• **Set exercise**: Can you render each line of these rows as a numbered list and leave out any blank lines?

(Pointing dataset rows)

· · · · · · ·

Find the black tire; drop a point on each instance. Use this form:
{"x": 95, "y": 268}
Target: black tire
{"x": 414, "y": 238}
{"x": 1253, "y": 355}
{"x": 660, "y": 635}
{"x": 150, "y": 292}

· · · · · · ·

• **Written reply**:
1. Find the black tire; drop a point on each instance. Use this form:
2. {"x": 95, "y": 268}
3. Target: black tire
4. {"x": 414, "y": 238}
5. {"x": 1253, "y": 355}
6. {"x": 660, "y": 635}
7. {"x": 150, "y": 292}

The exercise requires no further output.